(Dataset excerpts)
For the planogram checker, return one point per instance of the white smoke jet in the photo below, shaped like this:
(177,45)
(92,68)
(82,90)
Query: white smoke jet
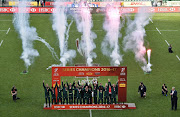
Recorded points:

Problem description: Your task is to find each line in the entries that contains the string "white" and copy it.

Response for this exercise:
For the planogram checker, return one point per instance of the white smoke jet in the photo below, shaped like this:
Query: white smoke jet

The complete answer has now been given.